## Required task
Reproduce every line of the entries below word for word.

## Material supplied
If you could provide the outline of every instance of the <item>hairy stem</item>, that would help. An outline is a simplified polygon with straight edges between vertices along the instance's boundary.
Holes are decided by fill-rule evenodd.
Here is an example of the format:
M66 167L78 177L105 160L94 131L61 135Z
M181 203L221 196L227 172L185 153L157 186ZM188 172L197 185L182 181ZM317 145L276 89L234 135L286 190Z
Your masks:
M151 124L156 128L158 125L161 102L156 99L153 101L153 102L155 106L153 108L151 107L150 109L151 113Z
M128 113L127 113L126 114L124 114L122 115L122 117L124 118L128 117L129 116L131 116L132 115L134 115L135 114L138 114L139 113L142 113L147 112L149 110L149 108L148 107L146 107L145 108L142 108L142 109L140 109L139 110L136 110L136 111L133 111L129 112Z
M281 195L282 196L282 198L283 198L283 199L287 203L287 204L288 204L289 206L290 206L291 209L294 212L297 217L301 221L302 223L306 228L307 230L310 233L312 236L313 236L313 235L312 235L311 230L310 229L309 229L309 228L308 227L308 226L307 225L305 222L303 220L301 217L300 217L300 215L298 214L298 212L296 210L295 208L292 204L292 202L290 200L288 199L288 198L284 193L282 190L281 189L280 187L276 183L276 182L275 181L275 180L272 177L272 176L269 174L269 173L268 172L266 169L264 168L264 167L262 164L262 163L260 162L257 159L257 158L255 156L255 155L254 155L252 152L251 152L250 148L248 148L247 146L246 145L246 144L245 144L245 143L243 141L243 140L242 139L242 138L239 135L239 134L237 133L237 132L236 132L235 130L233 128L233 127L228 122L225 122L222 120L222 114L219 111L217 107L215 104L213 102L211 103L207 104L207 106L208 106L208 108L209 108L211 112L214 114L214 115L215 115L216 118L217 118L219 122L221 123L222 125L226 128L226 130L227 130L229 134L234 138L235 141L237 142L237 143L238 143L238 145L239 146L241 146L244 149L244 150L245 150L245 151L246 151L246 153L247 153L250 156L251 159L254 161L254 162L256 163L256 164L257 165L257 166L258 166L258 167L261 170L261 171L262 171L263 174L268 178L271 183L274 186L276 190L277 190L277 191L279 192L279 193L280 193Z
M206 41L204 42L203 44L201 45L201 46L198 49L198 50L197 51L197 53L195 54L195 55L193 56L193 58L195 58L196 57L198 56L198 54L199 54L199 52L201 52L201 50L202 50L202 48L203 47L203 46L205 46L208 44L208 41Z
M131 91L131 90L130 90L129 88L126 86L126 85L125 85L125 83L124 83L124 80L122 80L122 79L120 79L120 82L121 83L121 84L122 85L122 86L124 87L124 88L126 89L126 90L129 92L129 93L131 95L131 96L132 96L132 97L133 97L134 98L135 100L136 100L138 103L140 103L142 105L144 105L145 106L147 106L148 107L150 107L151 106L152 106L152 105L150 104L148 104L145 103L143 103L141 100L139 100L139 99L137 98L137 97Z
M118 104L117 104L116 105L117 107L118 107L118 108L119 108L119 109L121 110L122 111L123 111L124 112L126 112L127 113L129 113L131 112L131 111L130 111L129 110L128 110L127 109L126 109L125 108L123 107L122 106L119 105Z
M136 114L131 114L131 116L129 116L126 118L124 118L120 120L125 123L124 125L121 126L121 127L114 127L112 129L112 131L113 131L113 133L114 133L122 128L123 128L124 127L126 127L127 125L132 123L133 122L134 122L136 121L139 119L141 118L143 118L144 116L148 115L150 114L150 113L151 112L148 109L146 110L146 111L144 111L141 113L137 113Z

## Finished task
If you could provide the outline of every instance of the <item>hairy stem</item>, that would help. An outline is a simplified polygon with straight edges between vertices along the instance's boundary.
Holes are decided by fill-rule evenodd.
Here is an example of the format:
M66 167L78 177L105 160L94 131L61 135Z
M181 203L221 196L227 172L185 153L157 186ZM188 172L197 185L182 181ZM317 145L276 89L234 135L286 190Z
Your masks:
M151 124L156 128L158 125L161 102L156 99L153 101L153 102L155 106L153 108L151 107L150 109L151 113Z
M128 113L127 113L126 114L124 114L122 115L122 117L124 118L128 117L129 116L131 116L132 115L134 115L135 114L138 114L139 113L142 113L147 112L149 110L149 108L148 107L146 107L145 108L142 108L142 109L140 109L139 110L136 110L136 111L133 111L129 112Z
M281 195L282 196L282 198L283 198L283 199L287 203L287 204L288 204L289 206L290 206L291 209L294 212L297 217L301 221L302 223L306 228L307 230L310 233L312 236L313 236L313 235L312 235L311 230L310 229L309 229L309 228L308 227L308 226L307 225L305 222L303 220L301 217L300 217L300 215L298 214L298 212L296 210L295 208L292 204L292 202L290 200L288 199L288 198L284 193L282 190L281 189L280 187L276 183L276 182L275 181L275 180L272 177L272 176L269 174L269 173L268 172L266 169L264 168L264 167L262 164L262 163L260 162L257 159L257 158L255 156L255 155L254 155L252 152L251 152L250 148L248 148L247 146L246 145L246 144L245 144L245 143L243 141L243 140L242 139L242 138L239 135L239 134L237 133L237 132L236 132L235 130L233 128L233 127L228 122L225 122L222 120L222 114L219 111L217 107L215 104L213 102L211 103L207 104L207 106L208 106L208 108L209 108L211 112L214 114L214 115L215 115L216 118L217 118L219 122L221 123L222 125L226 128L226 130L227 130L229 134L234 138L235 141L237 142L237 143L238 143L238 145L239 146L241 146L244 149L244 150L245 150L245 151L246 151L246 153L247 153L250 156L251 159L254 161L254 162L256 163L256 164L257 165L257 166L258 166L258 167L261 170L261 171L262 171L263 174L268 178L271 183L274 186L276 190L277 190L277 191L279 192L279 193L280 193Z
M206 41L204 42L203 44L201 45L201 46L198 49L198 50L197 51L197 53L195 54L195 55L193 56L193 58L195 58L196 57L198 56L198 54L199 54L199 52L201 52L201 50L202 50L202 48L203 47L203 46L205 46L208 44L208 41Z
M131 91L131 90L130 90L129 88L126 86L126 85L125 85L125 83L124 83L124 80L122 80L122 79L120 79L120 82L121 83L121 84L122 85L122 86L124 87L124 88L126 89L126 90L129 92L129 93L131 95L131 96L132 96L132 97L133 97L134 98L135 100L136 100L138 103L140 103L142 105L144 105L145 106L147 106L148 107L150 107L151 106L152 106L152 105L150 104L148 104L145 103L143 103L141 100L139 100L139 99L137 98L137 97Z
M118 104L117 104L116 105L117 107L118 107L118 108L119 108L119 109L121 110L122 111L123 111L124 112L126 112L127 113L129 113L131 112L131 111L130 111L129 110L128 110L127 109L126 109L125 108L123 107L122 106L119 105Z
M136 114L131 114L131 116L129 116L126 118L124 118L120 120L125 123L124 125L121 126L121 127L114 127L112 129L112 131L113 131L113 133L114 133L122 128L123 128L124 127L126 127L127 125L132 123L133 122L134 122L136 121L139 119L141 118L143 118L144 116L148 115L150 114L150 113L151 112L148 109L146 110L146 111L144 111L141 113L137 113Z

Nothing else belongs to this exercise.